**WHAT IS BEING ASKED**
Produce an exact copy of the lines from the line containing "Return one point for each instance of the boarded-up" through the last line of the entries below, and only those lines.

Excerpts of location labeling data
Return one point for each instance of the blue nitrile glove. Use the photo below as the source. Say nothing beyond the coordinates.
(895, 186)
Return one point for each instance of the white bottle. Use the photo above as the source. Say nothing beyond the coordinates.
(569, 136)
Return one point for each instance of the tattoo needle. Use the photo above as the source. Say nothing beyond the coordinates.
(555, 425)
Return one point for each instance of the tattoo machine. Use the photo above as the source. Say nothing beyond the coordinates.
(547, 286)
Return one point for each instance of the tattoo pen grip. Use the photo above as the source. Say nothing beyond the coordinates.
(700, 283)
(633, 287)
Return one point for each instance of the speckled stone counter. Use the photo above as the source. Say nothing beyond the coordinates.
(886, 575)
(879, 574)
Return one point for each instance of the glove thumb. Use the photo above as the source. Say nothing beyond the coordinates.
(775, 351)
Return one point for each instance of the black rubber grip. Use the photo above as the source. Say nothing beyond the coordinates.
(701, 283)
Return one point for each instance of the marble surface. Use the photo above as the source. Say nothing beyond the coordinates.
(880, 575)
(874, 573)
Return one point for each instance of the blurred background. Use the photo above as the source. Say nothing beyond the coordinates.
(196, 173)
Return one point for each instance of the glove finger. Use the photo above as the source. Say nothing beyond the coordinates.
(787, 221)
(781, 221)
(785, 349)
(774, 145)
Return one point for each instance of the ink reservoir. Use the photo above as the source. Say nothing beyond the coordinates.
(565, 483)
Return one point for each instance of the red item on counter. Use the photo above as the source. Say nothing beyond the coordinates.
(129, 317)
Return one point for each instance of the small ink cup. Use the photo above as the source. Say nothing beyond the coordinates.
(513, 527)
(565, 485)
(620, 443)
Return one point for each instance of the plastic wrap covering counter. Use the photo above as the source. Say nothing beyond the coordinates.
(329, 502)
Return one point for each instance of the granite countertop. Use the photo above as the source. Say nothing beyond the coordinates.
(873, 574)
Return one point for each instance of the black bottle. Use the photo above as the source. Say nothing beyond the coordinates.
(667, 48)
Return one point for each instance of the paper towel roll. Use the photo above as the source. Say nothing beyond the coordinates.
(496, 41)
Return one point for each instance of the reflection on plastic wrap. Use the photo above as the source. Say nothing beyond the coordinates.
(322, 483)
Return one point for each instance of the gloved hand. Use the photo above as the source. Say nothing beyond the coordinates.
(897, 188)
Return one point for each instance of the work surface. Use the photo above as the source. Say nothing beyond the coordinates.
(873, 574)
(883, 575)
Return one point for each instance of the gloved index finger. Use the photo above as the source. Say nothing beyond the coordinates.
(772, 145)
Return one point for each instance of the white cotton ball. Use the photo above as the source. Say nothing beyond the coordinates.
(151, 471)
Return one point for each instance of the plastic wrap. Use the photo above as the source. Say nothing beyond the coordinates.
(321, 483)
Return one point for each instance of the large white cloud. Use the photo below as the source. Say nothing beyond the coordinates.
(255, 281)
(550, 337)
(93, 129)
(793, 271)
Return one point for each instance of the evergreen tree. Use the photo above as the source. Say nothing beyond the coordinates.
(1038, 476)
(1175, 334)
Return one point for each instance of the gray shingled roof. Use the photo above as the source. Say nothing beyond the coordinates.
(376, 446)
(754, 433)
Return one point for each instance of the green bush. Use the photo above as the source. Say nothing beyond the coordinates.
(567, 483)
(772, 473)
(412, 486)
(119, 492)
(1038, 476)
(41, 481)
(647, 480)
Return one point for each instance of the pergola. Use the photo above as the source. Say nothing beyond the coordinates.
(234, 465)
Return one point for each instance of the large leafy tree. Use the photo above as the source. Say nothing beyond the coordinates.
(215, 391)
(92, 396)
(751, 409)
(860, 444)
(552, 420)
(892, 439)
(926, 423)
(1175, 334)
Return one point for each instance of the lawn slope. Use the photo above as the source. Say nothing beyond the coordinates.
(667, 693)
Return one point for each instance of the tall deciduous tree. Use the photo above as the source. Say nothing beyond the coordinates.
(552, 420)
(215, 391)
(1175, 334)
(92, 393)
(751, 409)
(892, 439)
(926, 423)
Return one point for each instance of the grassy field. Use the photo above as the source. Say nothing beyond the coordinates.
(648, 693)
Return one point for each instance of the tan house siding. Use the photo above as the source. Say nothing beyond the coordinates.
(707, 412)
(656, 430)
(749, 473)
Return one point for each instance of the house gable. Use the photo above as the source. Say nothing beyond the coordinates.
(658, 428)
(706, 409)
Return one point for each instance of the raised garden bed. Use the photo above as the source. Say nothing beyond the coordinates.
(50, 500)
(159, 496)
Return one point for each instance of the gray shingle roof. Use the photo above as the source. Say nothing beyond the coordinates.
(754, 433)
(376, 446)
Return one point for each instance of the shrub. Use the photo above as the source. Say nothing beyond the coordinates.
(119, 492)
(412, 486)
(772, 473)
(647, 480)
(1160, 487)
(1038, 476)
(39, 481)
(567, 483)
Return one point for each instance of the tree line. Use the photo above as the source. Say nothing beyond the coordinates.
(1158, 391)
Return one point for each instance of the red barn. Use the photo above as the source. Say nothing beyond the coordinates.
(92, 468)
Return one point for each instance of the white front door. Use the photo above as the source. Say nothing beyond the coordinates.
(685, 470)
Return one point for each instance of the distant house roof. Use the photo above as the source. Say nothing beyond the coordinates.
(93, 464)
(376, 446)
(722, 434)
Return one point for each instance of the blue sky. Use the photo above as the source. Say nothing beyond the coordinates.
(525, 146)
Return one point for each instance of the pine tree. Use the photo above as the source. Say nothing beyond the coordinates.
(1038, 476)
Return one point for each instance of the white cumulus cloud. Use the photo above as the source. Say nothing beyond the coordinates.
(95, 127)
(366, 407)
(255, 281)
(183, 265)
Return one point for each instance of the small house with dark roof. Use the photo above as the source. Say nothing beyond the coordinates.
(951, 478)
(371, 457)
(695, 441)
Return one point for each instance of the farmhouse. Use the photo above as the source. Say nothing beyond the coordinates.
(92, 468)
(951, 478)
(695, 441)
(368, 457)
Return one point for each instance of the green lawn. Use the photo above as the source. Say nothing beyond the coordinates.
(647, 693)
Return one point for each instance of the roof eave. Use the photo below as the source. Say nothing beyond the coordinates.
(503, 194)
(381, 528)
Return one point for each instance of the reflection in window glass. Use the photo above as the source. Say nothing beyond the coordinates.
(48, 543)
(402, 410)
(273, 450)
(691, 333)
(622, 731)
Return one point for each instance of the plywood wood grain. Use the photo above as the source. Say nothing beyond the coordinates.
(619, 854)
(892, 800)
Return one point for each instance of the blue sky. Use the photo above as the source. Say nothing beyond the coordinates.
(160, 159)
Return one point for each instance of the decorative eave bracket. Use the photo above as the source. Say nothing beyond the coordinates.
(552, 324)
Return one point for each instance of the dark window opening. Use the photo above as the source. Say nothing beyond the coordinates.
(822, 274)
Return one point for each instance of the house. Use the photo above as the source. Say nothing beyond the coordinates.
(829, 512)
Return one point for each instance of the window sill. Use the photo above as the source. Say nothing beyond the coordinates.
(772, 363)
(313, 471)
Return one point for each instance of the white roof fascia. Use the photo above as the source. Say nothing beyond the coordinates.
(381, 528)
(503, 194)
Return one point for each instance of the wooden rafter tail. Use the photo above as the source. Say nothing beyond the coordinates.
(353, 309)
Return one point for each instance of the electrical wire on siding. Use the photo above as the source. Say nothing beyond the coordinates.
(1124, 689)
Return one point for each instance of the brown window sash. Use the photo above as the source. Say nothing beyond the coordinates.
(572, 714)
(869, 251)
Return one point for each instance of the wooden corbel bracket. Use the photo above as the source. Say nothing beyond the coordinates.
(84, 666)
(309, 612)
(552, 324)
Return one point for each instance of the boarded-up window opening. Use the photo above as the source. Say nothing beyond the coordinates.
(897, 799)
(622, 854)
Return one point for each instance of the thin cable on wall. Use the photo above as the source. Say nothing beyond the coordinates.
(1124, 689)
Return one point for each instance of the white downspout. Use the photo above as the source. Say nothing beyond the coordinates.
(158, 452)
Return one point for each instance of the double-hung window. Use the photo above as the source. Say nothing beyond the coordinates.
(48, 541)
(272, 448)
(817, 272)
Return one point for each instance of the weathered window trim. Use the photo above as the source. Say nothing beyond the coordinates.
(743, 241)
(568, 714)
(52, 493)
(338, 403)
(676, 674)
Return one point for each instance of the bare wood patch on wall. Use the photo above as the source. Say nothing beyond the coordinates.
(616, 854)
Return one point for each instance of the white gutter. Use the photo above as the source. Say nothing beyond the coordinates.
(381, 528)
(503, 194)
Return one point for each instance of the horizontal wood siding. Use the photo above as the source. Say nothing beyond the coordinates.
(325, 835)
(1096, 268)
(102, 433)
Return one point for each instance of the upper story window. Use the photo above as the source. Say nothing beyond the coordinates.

**EXERCISE RESULT**
Return one point for each instance of the boarded-up window opening. Use the photo above as the source. Say nothing beyond the coordinates.
(897, 799)
(622, 854)
Return one point for each instance of the thin cable on wall. Use the photo above as the source. Say nothing beyond the coordinates.
(1124, 689)
Return one point for each instance of the white downspout. Use the photo above as the source. Say nothing beyond the coordinates.
(158, 452)
Return one point for each instance of the double-hung window. Use the photo above as the source. Say nothing beyond the coordinates.
(48, 541)
(272, 448)
(817, 272)
Return one point for each instance of the weathered window trim. Use the photo above as the source. Say nothing beyond the coordinates.
(743, 241)
(568, 714)
(52, 493)
(338, 403)
(676, 674)
Return one point for each instance of the bare wood patch on wall. Use the photo above as the source. Say nothing beyond the coordinates.
(616, 854)
Return one point for each instance of the white gutter. Use the photo above as the source. Say nothing beyond the coordinates.
(381, 528)
(503, 194)
Return one point for each instance of the horizontal wood siding. Use the photo above as the source. Say nothing beyond the coordinates.
(325, 835)
(1096, 268)
(102, 433)
Return one point for each instance of the upper story window. Use the photo above as the source. Say nothing beyond the coordinates.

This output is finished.